-- Brief --
The required output is the line that contains "toilet, giving x and y for each instance?" plus every line after it in the listing below, copied exactly as it appears.

-- Material --
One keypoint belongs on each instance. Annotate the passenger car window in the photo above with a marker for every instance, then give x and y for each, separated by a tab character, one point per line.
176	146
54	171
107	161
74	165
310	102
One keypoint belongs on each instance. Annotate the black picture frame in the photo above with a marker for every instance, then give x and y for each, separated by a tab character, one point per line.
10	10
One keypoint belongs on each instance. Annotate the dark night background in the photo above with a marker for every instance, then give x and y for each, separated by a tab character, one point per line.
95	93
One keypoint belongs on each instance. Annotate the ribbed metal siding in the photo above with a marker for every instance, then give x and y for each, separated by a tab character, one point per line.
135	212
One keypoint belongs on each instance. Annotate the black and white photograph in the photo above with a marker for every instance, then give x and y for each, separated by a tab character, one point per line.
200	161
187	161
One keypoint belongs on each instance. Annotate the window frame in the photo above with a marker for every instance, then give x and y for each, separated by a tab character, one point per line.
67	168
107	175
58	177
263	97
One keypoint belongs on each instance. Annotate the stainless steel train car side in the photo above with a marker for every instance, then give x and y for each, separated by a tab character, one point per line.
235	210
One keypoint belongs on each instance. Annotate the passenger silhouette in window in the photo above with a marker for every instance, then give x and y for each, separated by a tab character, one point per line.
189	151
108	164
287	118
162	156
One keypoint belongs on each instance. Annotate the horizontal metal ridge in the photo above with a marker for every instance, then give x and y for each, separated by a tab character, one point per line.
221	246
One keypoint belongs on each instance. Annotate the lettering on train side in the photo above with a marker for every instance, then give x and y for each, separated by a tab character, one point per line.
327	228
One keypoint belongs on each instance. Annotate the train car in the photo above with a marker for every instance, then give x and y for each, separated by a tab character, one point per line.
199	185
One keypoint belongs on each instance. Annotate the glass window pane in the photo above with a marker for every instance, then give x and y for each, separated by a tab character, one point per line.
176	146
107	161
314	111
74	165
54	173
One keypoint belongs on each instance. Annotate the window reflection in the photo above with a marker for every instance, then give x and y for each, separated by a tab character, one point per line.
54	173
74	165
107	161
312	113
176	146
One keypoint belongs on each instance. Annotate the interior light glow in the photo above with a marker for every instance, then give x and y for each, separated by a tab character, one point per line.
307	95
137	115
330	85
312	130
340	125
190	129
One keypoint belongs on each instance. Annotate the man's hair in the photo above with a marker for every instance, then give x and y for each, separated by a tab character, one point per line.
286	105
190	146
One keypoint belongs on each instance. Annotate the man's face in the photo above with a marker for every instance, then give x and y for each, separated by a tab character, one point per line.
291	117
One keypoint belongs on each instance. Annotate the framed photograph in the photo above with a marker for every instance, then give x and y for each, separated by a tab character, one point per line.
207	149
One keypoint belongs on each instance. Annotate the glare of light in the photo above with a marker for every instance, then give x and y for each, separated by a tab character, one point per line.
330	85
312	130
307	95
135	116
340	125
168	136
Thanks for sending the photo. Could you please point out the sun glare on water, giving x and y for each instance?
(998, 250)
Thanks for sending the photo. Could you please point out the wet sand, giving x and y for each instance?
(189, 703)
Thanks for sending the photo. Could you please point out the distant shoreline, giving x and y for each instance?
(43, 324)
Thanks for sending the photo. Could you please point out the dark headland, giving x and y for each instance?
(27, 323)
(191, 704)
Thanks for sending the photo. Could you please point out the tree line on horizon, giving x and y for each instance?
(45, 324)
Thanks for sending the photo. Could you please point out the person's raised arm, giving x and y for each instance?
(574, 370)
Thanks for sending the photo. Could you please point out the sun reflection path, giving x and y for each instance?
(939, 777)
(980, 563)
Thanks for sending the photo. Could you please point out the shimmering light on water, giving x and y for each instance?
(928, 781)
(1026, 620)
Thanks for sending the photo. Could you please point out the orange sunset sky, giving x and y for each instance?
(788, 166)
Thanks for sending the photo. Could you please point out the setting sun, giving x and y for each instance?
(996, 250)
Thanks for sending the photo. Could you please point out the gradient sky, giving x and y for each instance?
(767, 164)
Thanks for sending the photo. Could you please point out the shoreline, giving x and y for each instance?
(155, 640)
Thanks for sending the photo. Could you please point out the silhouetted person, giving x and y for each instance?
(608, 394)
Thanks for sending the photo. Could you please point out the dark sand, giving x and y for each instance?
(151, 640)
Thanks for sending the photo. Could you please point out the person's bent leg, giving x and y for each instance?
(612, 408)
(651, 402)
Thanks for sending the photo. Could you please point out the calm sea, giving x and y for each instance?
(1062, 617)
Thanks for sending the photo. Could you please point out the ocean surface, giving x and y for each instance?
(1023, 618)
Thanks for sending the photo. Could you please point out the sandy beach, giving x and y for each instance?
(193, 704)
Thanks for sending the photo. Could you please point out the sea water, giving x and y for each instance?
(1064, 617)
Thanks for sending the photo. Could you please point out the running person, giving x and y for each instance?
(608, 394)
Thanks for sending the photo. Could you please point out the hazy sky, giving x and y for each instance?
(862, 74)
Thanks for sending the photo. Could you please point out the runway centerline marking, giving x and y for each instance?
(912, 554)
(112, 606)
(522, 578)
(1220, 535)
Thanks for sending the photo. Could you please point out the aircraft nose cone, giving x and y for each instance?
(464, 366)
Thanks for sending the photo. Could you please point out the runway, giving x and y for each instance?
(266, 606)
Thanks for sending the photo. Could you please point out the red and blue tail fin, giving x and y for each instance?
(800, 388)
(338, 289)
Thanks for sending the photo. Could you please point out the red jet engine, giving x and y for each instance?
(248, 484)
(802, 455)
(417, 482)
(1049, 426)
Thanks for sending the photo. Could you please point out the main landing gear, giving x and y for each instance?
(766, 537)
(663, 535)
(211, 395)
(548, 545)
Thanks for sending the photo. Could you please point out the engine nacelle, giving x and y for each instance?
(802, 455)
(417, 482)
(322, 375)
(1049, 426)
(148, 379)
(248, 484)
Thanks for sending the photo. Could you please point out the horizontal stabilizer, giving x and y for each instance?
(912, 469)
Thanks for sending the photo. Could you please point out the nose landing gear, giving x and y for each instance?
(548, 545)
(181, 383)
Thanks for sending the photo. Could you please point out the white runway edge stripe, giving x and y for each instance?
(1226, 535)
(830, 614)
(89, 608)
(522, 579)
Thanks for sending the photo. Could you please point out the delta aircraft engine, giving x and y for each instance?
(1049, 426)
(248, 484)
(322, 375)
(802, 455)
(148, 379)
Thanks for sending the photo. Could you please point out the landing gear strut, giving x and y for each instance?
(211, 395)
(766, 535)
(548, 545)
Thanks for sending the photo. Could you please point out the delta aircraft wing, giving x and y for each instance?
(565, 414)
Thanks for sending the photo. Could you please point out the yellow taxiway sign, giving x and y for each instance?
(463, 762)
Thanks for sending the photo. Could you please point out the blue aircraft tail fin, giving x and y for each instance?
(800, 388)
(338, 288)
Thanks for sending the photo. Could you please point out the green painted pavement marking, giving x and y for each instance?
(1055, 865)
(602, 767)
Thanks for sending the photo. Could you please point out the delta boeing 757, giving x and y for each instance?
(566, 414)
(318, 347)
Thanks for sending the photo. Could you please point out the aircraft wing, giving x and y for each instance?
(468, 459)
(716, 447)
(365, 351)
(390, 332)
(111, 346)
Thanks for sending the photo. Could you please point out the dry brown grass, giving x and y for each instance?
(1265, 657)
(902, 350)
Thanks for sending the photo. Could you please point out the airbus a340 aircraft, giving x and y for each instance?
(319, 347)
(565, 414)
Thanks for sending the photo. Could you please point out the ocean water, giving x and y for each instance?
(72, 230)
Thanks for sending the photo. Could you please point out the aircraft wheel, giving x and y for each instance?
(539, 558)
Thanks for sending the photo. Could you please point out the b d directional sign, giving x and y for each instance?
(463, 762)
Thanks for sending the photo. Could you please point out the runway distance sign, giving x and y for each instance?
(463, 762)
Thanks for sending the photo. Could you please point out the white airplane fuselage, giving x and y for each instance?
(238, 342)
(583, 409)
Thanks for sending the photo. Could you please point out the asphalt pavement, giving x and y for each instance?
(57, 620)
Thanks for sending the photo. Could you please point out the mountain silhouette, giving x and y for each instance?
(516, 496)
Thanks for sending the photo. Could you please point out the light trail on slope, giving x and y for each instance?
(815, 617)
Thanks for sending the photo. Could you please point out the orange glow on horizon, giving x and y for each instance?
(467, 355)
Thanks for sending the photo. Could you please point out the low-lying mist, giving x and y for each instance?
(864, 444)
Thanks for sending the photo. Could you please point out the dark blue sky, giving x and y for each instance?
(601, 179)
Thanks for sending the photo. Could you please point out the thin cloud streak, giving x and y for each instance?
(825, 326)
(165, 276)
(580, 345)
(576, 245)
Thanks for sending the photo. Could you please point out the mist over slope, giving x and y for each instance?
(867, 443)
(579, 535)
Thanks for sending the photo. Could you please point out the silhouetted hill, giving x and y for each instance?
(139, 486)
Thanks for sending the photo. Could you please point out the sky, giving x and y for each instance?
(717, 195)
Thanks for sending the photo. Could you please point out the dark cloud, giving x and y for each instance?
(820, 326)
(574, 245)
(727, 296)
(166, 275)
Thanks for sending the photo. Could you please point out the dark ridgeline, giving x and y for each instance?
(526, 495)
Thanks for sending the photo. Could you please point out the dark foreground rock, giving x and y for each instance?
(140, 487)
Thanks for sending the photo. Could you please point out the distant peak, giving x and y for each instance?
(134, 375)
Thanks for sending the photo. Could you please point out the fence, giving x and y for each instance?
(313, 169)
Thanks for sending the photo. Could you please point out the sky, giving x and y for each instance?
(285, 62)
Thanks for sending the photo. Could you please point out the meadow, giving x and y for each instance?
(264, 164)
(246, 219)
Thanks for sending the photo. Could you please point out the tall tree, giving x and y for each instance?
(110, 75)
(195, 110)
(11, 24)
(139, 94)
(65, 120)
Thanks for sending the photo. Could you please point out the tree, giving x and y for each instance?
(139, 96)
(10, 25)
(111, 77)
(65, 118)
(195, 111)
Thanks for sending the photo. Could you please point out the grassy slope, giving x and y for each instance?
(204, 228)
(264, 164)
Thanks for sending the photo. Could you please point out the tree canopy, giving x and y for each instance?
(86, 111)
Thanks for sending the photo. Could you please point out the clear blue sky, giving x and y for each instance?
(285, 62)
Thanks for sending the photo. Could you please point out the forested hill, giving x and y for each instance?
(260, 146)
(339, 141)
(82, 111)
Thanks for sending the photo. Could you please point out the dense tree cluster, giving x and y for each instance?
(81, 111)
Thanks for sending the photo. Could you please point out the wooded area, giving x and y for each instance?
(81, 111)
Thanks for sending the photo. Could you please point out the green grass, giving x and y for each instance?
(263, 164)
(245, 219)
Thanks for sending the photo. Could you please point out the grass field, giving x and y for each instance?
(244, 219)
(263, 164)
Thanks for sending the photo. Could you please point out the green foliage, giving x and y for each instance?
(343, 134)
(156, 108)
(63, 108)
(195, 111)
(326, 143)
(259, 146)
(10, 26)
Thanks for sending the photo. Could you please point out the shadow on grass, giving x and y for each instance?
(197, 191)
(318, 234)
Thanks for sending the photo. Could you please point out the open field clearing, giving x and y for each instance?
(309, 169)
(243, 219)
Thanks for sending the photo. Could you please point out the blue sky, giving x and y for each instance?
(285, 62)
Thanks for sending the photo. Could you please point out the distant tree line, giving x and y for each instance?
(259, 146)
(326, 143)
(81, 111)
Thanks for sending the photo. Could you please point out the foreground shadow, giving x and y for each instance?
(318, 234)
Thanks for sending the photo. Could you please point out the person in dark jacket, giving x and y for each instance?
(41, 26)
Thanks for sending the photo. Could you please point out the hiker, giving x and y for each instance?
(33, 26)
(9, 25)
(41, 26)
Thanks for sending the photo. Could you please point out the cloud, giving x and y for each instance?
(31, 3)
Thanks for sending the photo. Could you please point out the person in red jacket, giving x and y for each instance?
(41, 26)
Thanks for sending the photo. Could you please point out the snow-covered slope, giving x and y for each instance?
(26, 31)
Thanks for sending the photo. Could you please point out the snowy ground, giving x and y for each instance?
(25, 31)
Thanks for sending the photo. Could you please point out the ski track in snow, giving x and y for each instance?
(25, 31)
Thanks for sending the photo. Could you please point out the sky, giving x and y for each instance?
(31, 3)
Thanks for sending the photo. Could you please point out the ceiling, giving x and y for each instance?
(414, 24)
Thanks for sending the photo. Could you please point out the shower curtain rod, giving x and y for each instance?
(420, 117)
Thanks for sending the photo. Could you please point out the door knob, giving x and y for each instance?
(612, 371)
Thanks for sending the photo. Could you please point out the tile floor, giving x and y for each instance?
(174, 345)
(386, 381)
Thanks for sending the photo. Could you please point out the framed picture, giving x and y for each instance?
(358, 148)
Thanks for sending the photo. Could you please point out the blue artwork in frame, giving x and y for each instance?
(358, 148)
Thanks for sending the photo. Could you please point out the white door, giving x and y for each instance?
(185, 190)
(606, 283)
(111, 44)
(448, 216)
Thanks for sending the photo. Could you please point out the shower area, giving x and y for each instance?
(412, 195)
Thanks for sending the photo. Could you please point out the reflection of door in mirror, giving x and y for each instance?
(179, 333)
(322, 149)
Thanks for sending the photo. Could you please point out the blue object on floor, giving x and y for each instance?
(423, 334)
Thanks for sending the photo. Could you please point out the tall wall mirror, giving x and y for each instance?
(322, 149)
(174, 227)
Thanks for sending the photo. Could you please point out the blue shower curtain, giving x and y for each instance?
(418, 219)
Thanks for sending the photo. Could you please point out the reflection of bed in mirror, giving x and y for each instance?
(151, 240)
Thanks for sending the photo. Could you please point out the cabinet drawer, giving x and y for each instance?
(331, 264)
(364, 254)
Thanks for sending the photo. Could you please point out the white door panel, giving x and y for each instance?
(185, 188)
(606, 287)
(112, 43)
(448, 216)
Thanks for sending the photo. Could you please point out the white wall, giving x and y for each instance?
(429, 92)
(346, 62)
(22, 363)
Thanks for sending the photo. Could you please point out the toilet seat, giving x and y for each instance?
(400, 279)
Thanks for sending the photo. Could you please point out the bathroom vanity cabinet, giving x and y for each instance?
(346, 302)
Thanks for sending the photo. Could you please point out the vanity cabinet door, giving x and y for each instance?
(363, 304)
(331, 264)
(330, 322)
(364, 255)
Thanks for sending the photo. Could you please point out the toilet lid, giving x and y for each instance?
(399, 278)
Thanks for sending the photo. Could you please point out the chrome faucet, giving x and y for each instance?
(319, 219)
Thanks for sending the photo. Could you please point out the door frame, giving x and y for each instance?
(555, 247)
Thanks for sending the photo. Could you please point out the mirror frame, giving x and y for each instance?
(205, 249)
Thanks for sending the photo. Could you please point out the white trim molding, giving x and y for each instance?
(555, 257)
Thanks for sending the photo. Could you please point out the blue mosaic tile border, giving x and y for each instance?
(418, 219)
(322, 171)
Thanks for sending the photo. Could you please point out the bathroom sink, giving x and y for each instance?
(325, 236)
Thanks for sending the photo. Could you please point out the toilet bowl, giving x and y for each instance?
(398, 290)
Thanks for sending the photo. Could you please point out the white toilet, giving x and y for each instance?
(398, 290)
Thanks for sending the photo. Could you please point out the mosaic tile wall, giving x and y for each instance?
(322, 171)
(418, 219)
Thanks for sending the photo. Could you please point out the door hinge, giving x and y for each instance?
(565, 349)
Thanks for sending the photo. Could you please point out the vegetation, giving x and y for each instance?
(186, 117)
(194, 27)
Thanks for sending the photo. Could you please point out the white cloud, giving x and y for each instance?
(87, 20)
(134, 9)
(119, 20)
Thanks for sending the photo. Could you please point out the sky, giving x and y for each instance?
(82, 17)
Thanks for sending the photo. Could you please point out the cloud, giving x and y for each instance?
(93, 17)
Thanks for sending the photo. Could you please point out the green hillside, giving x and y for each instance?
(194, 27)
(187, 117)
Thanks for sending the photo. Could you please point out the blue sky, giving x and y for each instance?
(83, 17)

-- Solution to the exercise --
Thanks for sending the photo. Could you please point out the white toilet, giving x and y for each instance?
(398, 290)
Thanks for sending the photo. Could you please point out the mosaic tile wall, giving x and y for each instance?
(322, 171)
(418, 219)
Thanks for sending the photo. Could you please point out the door hinge, giving x and y for each instance?
(565, 349)
Thanks for sending the photo. Could you please point out the vegetation, giving x and y for each instance?
(186, 117)
(194, 27)
Thanks for sending the photo. Could you please point out the white cloud, giving x and y for each instance?
(87, 20)
(134, 9)
(119, 20)
Thanks for sending the photo. Could you please point out the sky, giving x and y for each instance?
(82, 17)
Thanks for sending the photo. Could you please point out the cloud, giving x and y for each instance?
(93, 17)
Thanks for sending the photo. Could you please point out the green hillside, giving x and y for each instance?
(194, 27)
(187, 117)
Thanks for sending the photo. Could you please point out the blue sky, giving x and y for each instance?
(83, 17)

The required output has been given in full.